▸ **Input data**

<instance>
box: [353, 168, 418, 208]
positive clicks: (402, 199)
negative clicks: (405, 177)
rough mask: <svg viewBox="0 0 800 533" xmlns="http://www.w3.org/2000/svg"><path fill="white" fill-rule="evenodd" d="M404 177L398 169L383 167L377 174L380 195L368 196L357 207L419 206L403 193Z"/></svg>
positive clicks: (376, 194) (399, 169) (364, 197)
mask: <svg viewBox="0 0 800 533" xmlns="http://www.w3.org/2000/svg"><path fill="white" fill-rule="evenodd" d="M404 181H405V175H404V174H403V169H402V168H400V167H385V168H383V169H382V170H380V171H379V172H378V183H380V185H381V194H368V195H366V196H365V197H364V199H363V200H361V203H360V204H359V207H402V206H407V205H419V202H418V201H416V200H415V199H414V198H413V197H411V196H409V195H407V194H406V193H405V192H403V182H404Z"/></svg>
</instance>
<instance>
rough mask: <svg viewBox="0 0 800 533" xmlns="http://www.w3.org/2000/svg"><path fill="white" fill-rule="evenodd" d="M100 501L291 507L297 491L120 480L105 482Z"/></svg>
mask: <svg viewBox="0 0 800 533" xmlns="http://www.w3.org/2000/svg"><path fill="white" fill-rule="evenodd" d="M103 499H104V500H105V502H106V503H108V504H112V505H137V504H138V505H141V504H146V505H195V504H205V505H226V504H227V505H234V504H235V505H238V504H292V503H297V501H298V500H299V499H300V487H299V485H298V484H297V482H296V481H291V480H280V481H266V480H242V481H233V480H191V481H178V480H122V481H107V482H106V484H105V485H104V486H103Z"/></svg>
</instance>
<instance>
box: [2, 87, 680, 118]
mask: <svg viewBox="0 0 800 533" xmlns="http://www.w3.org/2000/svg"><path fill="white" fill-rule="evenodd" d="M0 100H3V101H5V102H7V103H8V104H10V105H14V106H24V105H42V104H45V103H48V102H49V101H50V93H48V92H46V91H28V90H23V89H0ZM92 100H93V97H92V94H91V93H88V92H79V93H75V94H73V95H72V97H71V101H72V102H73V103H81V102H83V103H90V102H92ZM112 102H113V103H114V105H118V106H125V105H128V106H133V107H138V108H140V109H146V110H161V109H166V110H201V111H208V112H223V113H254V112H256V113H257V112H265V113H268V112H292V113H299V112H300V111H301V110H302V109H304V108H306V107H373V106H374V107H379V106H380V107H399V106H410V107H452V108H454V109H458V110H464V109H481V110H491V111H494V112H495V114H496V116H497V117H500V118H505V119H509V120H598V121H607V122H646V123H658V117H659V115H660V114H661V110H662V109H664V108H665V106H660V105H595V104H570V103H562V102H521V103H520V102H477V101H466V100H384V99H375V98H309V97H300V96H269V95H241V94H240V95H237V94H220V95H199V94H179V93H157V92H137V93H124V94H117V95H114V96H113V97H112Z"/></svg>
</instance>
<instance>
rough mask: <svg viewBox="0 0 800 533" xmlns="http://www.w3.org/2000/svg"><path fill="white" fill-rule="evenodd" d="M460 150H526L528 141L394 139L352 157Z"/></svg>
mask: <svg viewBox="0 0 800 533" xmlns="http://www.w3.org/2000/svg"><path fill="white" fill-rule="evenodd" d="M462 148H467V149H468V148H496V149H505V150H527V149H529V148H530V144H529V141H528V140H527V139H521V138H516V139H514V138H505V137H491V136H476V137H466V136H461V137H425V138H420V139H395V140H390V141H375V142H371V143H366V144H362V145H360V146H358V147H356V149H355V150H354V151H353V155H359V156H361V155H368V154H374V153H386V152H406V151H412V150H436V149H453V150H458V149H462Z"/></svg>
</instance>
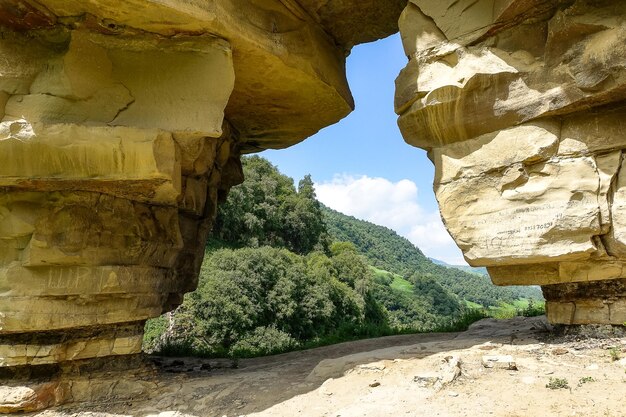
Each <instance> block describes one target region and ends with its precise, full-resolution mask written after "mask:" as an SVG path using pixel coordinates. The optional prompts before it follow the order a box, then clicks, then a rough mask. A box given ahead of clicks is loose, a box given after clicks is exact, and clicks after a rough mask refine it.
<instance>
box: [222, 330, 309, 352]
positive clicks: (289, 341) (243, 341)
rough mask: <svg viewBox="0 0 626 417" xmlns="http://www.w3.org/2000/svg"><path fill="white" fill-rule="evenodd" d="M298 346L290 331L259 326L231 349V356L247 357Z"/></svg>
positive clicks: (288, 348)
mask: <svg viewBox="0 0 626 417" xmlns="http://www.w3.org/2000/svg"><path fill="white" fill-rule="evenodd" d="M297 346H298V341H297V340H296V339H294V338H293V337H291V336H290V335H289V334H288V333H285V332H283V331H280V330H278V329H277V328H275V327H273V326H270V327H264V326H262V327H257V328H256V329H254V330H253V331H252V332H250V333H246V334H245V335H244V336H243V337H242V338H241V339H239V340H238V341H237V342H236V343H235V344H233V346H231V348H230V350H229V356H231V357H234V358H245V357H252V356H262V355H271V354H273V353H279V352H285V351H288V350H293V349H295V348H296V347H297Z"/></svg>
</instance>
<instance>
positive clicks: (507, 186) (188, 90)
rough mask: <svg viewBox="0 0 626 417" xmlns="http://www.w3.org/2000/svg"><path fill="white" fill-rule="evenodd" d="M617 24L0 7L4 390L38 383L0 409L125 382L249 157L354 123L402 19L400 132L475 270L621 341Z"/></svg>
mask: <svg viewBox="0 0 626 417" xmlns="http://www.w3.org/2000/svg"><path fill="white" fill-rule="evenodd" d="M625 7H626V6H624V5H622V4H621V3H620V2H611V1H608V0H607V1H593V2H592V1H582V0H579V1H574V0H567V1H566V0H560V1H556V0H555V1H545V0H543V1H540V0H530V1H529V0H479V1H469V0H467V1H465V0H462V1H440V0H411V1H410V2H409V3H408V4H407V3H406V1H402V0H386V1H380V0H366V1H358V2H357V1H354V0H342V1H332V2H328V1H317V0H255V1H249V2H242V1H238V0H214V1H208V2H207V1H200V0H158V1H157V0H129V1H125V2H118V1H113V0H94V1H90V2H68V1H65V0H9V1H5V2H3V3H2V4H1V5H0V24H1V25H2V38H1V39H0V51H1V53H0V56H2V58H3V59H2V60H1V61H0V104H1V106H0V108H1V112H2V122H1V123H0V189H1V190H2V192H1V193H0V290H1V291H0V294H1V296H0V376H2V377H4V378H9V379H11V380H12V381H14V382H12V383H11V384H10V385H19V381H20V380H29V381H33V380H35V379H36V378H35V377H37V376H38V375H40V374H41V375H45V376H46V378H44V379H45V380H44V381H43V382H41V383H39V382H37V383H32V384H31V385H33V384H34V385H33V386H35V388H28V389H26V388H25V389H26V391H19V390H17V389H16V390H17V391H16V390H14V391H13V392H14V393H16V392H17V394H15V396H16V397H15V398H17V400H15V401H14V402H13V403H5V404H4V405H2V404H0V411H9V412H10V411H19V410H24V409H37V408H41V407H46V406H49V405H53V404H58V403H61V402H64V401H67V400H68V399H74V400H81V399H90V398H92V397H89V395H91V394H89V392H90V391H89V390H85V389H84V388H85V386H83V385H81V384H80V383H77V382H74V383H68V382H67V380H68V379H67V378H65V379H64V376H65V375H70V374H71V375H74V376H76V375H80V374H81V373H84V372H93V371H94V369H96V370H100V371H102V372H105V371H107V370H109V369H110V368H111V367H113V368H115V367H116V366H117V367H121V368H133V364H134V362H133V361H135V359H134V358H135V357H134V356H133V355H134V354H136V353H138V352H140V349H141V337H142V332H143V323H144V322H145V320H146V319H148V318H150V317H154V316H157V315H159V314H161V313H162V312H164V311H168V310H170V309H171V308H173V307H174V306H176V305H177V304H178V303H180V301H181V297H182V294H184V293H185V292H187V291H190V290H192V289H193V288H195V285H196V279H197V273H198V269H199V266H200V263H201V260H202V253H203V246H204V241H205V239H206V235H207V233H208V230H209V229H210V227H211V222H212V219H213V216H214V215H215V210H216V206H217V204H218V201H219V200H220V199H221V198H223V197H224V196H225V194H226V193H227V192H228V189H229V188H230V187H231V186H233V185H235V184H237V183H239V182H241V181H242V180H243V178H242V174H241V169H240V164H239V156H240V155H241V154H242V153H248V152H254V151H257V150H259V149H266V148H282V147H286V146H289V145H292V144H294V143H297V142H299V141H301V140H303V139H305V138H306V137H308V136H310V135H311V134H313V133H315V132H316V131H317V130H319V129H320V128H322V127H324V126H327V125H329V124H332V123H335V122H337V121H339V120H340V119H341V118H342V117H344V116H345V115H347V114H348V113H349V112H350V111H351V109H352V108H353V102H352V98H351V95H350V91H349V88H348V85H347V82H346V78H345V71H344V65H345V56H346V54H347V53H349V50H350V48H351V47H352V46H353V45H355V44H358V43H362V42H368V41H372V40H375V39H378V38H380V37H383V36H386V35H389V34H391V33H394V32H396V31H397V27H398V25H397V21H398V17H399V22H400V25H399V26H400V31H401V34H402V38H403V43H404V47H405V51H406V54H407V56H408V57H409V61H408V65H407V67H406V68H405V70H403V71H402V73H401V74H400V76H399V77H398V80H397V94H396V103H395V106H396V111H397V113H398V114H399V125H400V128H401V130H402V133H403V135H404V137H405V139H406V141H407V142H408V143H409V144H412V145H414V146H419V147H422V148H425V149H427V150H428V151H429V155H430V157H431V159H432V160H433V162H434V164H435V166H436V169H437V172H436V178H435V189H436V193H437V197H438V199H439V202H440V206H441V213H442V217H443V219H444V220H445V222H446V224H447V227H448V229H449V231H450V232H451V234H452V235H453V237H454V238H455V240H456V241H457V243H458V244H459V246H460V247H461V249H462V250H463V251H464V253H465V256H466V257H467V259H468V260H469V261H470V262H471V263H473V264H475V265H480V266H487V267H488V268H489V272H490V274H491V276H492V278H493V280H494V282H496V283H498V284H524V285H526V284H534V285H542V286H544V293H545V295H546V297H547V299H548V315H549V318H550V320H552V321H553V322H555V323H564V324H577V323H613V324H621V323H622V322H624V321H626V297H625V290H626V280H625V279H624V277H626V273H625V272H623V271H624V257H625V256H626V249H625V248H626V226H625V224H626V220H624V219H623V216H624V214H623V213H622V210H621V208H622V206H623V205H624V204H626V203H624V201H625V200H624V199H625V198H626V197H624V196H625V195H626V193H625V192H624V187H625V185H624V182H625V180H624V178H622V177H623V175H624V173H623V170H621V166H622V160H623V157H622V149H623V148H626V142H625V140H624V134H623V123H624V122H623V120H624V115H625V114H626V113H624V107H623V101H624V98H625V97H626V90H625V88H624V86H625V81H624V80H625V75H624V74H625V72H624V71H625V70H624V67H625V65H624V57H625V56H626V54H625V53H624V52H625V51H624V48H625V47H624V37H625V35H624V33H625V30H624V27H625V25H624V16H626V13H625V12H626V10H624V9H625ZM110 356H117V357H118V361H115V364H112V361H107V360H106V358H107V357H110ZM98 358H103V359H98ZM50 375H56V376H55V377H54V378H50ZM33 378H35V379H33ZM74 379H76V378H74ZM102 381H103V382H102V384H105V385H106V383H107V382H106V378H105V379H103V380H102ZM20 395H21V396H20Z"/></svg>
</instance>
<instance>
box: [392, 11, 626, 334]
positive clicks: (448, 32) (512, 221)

* * *

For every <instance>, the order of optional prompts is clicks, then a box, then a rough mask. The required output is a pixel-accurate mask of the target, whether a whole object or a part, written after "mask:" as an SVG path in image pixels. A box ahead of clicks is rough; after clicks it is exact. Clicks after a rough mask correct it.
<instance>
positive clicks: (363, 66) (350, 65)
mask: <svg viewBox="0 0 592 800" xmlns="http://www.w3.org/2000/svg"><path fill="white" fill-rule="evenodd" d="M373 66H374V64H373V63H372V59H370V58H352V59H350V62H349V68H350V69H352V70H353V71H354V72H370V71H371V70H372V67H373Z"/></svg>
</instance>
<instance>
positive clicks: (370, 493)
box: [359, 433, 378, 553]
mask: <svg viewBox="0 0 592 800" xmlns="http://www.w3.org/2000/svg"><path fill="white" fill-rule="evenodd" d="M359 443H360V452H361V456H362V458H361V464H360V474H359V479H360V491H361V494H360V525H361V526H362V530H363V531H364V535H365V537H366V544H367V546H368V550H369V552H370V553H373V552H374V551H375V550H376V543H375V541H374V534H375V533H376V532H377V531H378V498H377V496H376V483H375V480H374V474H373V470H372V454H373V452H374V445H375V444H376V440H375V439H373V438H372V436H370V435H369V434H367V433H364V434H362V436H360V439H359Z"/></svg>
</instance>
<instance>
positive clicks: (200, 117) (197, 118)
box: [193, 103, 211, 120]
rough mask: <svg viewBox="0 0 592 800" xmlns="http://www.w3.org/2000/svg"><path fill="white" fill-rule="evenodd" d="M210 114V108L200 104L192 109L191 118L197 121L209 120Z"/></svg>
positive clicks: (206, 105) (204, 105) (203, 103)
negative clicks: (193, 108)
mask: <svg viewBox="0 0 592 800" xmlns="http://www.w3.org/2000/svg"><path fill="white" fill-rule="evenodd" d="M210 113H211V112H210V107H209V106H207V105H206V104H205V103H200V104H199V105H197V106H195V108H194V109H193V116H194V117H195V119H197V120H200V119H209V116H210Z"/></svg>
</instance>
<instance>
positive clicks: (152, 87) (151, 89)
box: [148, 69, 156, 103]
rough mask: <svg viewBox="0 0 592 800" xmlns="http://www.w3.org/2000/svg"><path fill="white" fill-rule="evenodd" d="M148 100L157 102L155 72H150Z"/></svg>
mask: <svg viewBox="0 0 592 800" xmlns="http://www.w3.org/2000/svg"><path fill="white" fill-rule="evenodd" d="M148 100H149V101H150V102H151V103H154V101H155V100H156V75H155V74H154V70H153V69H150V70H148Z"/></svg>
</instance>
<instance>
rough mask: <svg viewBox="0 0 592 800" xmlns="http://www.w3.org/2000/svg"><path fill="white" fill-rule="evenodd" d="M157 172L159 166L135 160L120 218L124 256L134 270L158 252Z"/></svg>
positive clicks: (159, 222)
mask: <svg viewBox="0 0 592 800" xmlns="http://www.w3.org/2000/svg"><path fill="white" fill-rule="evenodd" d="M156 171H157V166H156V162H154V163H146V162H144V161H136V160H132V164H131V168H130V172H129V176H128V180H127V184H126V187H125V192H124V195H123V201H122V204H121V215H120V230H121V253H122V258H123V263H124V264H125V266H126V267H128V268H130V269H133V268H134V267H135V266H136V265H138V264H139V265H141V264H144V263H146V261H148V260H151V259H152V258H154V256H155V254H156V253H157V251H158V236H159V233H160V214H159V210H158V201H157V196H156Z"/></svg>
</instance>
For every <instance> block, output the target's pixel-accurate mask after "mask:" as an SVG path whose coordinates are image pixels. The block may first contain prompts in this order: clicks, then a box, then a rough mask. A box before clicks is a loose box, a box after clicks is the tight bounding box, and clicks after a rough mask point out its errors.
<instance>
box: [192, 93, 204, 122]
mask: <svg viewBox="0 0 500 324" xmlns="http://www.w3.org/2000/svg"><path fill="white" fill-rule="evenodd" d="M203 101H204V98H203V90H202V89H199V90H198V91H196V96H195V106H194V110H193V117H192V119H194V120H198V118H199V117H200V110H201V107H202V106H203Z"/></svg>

...

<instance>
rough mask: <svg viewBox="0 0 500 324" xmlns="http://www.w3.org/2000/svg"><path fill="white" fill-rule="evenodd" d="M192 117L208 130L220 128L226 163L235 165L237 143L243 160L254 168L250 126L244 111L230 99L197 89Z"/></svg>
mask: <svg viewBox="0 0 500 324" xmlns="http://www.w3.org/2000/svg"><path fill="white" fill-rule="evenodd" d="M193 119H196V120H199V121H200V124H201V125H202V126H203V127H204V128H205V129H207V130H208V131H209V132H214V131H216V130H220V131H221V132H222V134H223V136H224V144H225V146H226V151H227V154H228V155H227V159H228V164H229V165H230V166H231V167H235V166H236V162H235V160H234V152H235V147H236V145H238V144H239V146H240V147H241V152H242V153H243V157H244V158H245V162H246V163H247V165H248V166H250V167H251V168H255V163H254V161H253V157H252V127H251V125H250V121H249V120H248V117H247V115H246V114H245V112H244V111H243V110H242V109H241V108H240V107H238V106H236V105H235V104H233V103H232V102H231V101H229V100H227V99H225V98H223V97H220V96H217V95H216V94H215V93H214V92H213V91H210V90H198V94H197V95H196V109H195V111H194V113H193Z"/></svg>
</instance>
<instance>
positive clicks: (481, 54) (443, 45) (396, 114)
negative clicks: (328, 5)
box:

▸ **Work required**
Please go through the material and return each line where the word "output" appears.

▸ **Your solution**
For every <instance>, the order of optional prompts is clicks, then a box, then a rough mask. The required output is a pixel-accurate mask of the target, whether a whole object or a part, written after "mask:" as an SVG path in image pixels. A box ahead of clicks is rough; after clicks it is exact. Clicks after a rough mask correct it.
For every <instance> block, output the target's pixel-accurate mask after "mask:" as an SVG path whose coordinates are image pixels. The block may first contain prompts in this order: clicks, then a box, then a rough mask. A box before clicks is a loose box, a box after clicks is the tight bounding box, and clicks after a rough mask point out its errors.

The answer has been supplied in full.